─── Records for the exercise ───
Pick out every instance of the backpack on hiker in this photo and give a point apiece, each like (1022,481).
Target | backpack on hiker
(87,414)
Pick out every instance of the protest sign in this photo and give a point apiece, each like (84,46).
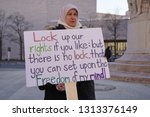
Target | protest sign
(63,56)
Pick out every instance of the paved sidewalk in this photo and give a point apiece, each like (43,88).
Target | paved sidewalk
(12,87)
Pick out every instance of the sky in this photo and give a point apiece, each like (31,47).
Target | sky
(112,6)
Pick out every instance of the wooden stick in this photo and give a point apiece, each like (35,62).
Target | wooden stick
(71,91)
───
─── Records for the exercise ───
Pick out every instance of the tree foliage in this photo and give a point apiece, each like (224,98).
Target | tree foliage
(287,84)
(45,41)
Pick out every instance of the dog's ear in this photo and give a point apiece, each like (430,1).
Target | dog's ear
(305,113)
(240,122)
───
─── Records for the exercise ───
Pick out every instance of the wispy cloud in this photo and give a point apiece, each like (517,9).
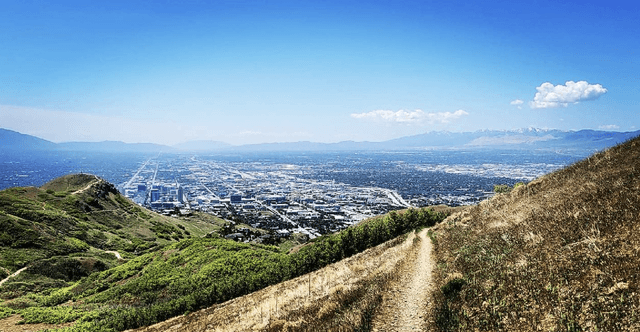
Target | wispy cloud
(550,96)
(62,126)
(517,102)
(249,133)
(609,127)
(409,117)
───
**Instruction**
Show each line of the items above that contains the string "protest", copied in full. Case counts, so match capital and small letters exactly.

**Answer to the problem**
Pick out every instance of the protest sign in this photo and give a point apiece, each like (84,46).
Target | protest sign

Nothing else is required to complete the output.